Work instruction
Set down exactly the lines that run from the line with "Examine the image and enumerate every gravel road you" to the end of the data, and nothing else.

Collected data
((

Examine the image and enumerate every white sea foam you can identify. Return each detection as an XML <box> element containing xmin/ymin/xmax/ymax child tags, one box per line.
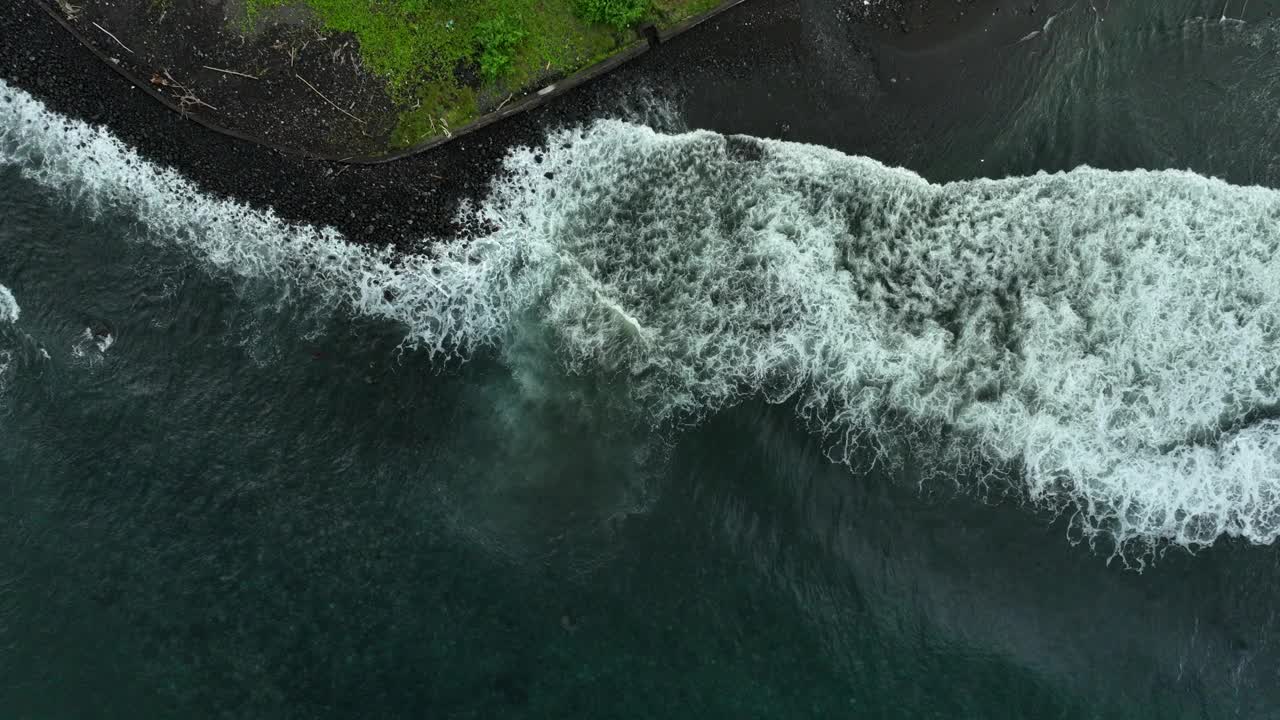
<box><xmin>0</xmin><ymin>80</ymin><xmax>504</xmax><ymax>357</ymax></box>
<box><xmin>5</xmin><ymin>79</ymin><xmax>1280</xmax><ymax>555</ymax></box>
<box><xmin>0</xmin><ymin>284</ymin><xmax>17</xmax><ymax>324</ymax></box>
<box><xmin>0</xmin><ymin>285</ymin><xmax>15</xmax><ymax>401</ymax></box>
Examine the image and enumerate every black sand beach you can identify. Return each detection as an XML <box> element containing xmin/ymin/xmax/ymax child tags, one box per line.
<box><xmin>1</xmin><ymin>0</ymin><xmax>1041</xmax><ymax>249</ymax></box>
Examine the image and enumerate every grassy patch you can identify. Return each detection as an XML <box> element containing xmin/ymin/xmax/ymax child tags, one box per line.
<box><xmin>244</xmin><ymin>0</ymin><xmax>732</xmax><ymax>147</ymax></box>
<box><xmin>654</xmin><ymin>0</ymin><xmax>724</xmax><ymax>26</ymax></box>
<box><xmin>474</xmin><ymin>15</ymin><xmax>526</xmax><ymax>82</ymax></box>
<box><xmin>575</xmin><ymin>0</ymin><xmax>651</xmax><ymax>31</ymax></box>
<box><xmin>388</xmin><ymin>84</ymin><xmax>477</xmax><ymax>148</ymax></box>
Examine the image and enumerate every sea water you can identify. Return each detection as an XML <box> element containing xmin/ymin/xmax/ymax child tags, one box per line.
<box><xmin>3</xmin><ymin>2</ymin><xmax>1280</xmax><ymax>718</ymax></box>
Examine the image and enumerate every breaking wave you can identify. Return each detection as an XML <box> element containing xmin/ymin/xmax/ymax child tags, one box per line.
<box><xmin>0</xmin><ymin>284</ymin><xmax>17</xmax><ymax>324</ymax></box>
<box><xmin>5</xmin><ymin>79</ymin><xmax>1280</xmax><ymax>555</ymax></box>
<box><xmin>0</xmin><ymin>285</ymin><xmax>16</xmax><ymax>401</ymax></box>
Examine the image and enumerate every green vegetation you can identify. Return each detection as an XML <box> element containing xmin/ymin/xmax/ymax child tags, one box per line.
<box><xmin>575</xmin><ymin>0</ymin><xmax>651</xmax><ymax>31</ymax></box>
<box><xmin>654</xmin><ymin>0</ymin><xmax>723</xmax><ymax>24</ymax></box>
<box><xmin>244</xmin><ymin>0</ymin><xmax>727</xmax><ymax>148</ymax></box>
<box><xmin>473</xmin><ymin>15</ymin><xmax>526</xmax><ymax>81</ymax></box>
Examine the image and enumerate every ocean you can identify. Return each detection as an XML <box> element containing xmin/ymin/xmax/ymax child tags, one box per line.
<box><xmin>3</xmin><ymin>1</ymin><xmax>1280</xmax><ymax>718</ymax></box>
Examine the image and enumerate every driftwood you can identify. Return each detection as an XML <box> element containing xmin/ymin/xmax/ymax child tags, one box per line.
<box><xmin>296</xmin><ymin>73</ymin><xmax>365</xmax><ymax>125</ymax></box>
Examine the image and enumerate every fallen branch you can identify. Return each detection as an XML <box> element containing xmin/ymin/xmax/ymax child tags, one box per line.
<box><xmin>201</xmin><ymin>65</ymin><xmax>260</xmax><ymax>80</ymax></box>
<box><xmin>56</xmin><ymin>0</ymin><xmax>82</xmax><ymax>21</ymax></box>
<box><xmin>163</xmin><ymin>70</ymin><xmax>217</xmax><ymax>112</ymax></box>
<box><xmin>296</xmin><ymin>74</ymin><xmax>365</xmax><ymax>125</ymax></box>
<box><xmin>92</xmin><ymin>22</ymin><xmax>133</xmax><ymax>54</ymax></box>
<box><xmin>495</xmin><ymin>93</ymin><xmax>514</xmax><ymax>113</ymax></box>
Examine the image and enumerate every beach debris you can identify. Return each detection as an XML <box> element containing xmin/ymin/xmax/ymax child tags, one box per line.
<box><xmin>296</xmin><ymin>73</ymin><xmax>366</xmax><ymax>125</ymax></box>
<box><xmin>272</xmin><ymin>38</ymin><xmax>302</xmax><ymax>66</ymax></box>
<box><xmin>330</xmin><ymin>40</ymin><xmax>351</xmax><ymax>66</ymax></box>
<box><xmin>91</xmin><ymin>22</ymin><xmax>133</xmax><ymax>54</ymax></box>
<box><xmin>161</xmin><ymin>70</ymin><xmax>217</xmax><ymax>112</ymax></box>
<box><xmin>201</xmin><ymin>65</ymin><xmax>260</xmax><ymax>81</ymax></box>
<box><xmin>425</xmin><ymin>115</ymin><xmax>451</xmax><ymax>139</ymax></box>
<box><xmin>55</xmin><ymin>0</ymin><xmax>81</xmax><ymax>21</ymax></box>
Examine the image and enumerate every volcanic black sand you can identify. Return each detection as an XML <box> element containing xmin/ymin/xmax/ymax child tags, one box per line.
<box><xmin>36</xmin><ymin>0</ymin><xmax>991</xmax><ymax>158</ymax></box>
<box><xmin>1</xmin><ymin>0</ymin><xmax>1052</xmax><ymax>251</ymax></box>
<box><xmin>55</xmin><ymin>0</ymin><xmax>404</xmax><ymax>157</ymax></box>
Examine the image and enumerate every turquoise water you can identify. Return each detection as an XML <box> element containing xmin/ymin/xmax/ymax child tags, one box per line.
<box><xmin>5</xmin><ymin>2</ymin><xmax>1280</xmax><ymax>718</ymax></box>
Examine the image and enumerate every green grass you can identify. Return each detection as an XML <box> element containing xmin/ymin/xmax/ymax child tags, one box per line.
<box><xmin>654</xmin><ymin>0</ymin><xmax>723</xmax><ymax>26</ymax></box>
<box><xmin>474</xmin><ymin>14</ymin><xmax>526</xmax><ymax>81</ymax></box>
<box><xmin>575</xmin><ymin>0</ymin><xmax>650</xmax><ymax>30</ymax></box>
<box><xmin>244</xmin><ymin>0</ymin><xmax>729</xmax><ymax>148</ymax></box>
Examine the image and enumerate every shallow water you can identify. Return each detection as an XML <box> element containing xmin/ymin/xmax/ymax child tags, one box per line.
<box><xmin>4</xmin><ymin>2</ymin><xmax>1280</xmax><ymax>718</ymax></box>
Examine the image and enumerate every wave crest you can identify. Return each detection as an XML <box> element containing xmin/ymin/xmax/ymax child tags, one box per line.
<box><xmin>0</xmin><ymin>284</ymin><xmax>17</xmax><ymax>324</ymax></box>
<box><xmin>474</xmin><ymin>123</ymin><xmax>1280</xmax><ymax>553</ymax></box>
<box><xmin>5</xmin><ymin>79</ymin><xmax>1280</xmax><ymax>555</ymax></box>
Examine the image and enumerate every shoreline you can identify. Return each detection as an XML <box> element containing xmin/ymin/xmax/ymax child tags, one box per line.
<box><xmin>2</xmin><ymin>0</ymin><xmax>1028</xmax><ymax>251</ymax></box>
<box><xmin>4</xmin><ymin>0</ymin><xmax>584</xmax><ymax>252</ymax></box>
<box><xmin>47</xmin><ymin>0</ymin><xmax>753</xmax><ymax>159</ymax></box>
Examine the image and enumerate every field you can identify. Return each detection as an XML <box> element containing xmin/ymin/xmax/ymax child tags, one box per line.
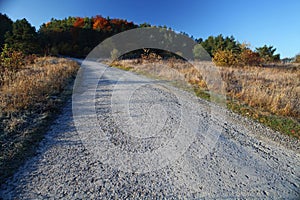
<box><xmin>0</xmin><ymin>57</ymin><xmax>79</xmax><ymax>183</ymax></box>
<box><xmin>111</xmin><ymin>59</ymin><xmax>300</xmax><ymax>139</ymax></box>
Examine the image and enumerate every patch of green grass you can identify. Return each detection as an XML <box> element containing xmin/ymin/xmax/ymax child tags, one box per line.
<box><xmin>110</xmin><ymin>64</ymin><xmax>133</xmax><ymax>71</ymax></box>
<box><xmin>193</xmin><ymin>87</ymin><xmax>211</xmax><ymax>101</ymax></box>
<box><xmin>227</xmin><ymin>100</ymin><xmax>300</xmax><ymax>139</ymax></box>
<box><xmin>193</xmin><ymin>83</ymin><xmax>299</xmax><ymax>139</ymax></box>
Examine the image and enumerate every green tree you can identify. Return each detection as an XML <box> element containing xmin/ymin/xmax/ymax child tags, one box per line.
<box><xmin>5</xmin><ymin>18</ymin><xmax>40</xmax><ymax>55</ymax></box>
<box><xmin>195</xmin><ymin>38</ymin><xmax>203</xmax><ymax>43</ymax></box>
<box><xmin>0</xmin><ymin>13</ymin><xmax>13</xmax><ymax>49</ymax></box>
<box><xmin>255</xmin><ymin>45</ymin><xmax>280</xmax><ymax>62</ymax></box>
<box><xmin>200</xmin><ymin>34</ymin><xmax>241</xmax><ymax>57</ymax></box>
<box><xmin>193</xmin><ymin>43</ymin><xmax>211</xmax><ymax>60</ymax></box>
<box><xmin>139</xmin><ymin>23</ymin><xmax>151</xmax><ymax>28</ymax></box>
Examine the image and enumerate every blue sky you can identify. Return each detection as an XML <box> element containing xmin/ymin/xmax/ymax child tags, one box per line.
<box><xmin>1</xmin><ymin>0</ymin><xmax>299</xmax><ymax>58</ymax></box>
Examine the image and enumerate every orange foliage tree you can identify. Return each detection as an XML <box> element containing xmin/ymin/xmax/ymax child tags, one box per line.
<box><xmin>92</xmin><ymin>15</ymin><xmax>111</xmax><ymax>31</ymax></box>
<box><xmin>239</xmin><ymin>49</ymin><xmax>262</xmax><ymax>66</ymax></box>
<box><xmin>110</xmin><ymin>19</ymin><xmax>135</xmax><ymax>32</ymax></box>
<box><xmin>73</xmin><ymin>17</ymin><xmax>85</xmax><ymax>28</ymax></box>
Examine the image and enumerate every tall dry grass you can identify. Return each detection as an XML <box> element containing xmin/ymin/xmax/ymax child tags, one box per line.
<box><xmin>0</xmin><ymin>57</ymin><xmax>79</xmax><ymax>114</ymax></box>
<box><xmin>219</xmin><ymin>65</ymin><xmax>300</xmax><ymax>118</ymax></box>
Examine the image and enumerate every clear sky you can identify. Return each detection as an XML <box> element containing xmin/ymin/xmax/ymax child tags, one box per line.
<box><xmin>1</xmin><ymin>0</ymin><xmax>299</xmax><ymax>58</ymax></box>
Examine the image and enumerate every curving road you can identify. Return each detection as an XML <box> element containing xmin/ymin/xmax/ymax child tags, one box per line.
<box><xmin>1</xmin><ymin>61</ymin><xmax>299</xmax><ymax>199</ymax></box>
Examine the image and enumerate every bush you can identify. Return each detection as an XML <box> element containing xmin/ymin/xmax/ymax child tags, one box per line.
<box><xmin>213</xmin><ymin>49</ymin><xmax>238</xmax><ymax>67</ymax></box>
<box><xmin>212</xmin><ymin>48</ymin><xmax>263</xmax><ymax>67</ymax></box>
<box><xmin>294</xmin><ymin>54</ymin><xmax>300</xmax><ymax>63</ymax></box>
<box><xmin>239</xmin><ymin>49</ymin><xmax>262</xmax><ymax>66</ymax></box>
<box><xmin>0</xmin><ymin>44</ymin><xmax>25</xmax><ymax>86</ymax></box>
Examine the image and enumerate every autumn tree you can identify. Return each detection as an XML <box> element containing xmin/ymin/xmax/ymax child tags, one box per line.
<box><xmin>38</xmin><ymin>15</ymin><xmax>138</xmax><ymax>57</ymax></box>
<box><xmin>110</xmin><ymin>19</ymin><xmax>135</xmax><ymax>33</ymax></box>
<box><xmin>239</xmin><ymin>48</ymin><xmax>262</xmax><ymax>66</ymax></box>
<box><xmin>213</xmin><ymin>49</ymin><xmax>238</xmax><ymax>67</ymax></box>
<box><xmin>92</xmin><ymin>15</ymin><xmax>111</xmax><ymax>31</ymax></box>
<box><xmin>73</xmin><ymin>17</ymin><xmax>85</xmax><ymax>28</ymax></box>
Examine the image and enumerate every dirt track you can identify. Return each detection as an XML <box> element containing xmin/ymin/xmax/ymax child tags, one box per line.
<box><xmin>1</xmin><ymin>61</ymin><xmax>299</xmax><ymax>199</ymax></box>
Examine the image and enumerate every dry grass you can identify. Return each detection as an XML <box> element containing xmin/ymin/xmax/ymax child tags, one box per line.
<box><xmin>0</xmin><ymin>57</ymin><xmax>79</xmax><ymax>184</ymax></box>
<box><xmin>111</xmin><ymin>59</ymin><xmax>300</xmax><ymax>138</ymax></box>
<box><xmin>219</xmin><ymin>65</ymin><xmax>300</xmax><ymax>118</ymax></box>
<box><xmin>0</xmin><ymin>57</ymin><xmax>79</xmax><ymax>113</ymax></box>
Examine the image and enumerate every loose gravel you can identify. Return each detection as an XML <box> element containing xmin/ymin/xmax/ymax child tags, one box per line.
<box><xmin>1</xmin><ymin>62</ymin><xmax>299</xmax><ymax>199</ymax></box>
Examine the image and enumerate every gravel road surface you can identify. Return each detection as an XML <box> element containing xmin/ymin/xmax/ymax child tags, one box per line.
<box><xmin>1</xmin><ymin>61</ymin><xmax>299</xmax><ymax>199</ymax></box>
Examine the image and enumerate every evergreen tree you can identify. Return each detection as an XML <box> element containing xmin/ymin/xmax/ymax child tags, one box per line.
<box><xmin>5</xmin><ymin>18</ymin><xmax>40</xmax><ymax>54</ymax></box>
<box><xmin>255</xmin><ymin>45</ymin><xmax>280</xmax><ymax>62</ymax></box>
<box><xmin>200</xmin><ymin>34</ymin><xmax>241</xmax><ymax>57</ymax></box>
<box><xmin>0</xmin><ymin>13</ymin><xmax>13</xmax><ymax>49</ymax></box>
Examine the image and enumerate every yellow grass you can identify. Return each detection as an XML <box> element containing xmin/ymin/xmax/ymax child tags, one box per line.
<box><xmin>219</xmin><ymin>65</ymin><xmax>300</xmax><ymax>118</ymax></box>
<box><xmin>0</xmin><ymin>57</ymin><xmax>79</xmax><ymax>113</ymax></box>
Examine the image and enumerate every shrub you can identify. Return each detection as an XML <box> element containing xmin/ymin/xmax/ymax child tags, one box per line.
<box><xmin>239</xmin><ymin>49</ymin><xmax>262</xmax><ymax>66</ymax></box>
<box><xmin>294</xmin><ymin>54</ymin><xmax>300</xmax><ymax>63</ymax></box>
<box><xmin>213</xmin><ymin>49</ymin><xmax>238</xmax><ymax>67</ymax></box>
<box><xmin>0</xmin><ymin>44</ymin><xmax>25</xmax><ymax>86</ymax></box>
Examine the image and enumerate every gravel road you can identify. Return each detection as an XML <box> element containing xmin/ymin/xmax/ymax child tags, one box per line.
<box><xmin>1</xmin><ymin>61</ymin><xmax>299</xmax><ymax>199</ymax></box>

))

Final answer
Examine the image and enumerate every gravel road you can identify. Return each detection as an XML <box> element containing xmin/ymin/xmax/ymax child tags, one box per line.
<box><xmin>1</xmin><ymin>61</ymin><xmax>299</xmax><ymax>199</ymax></box>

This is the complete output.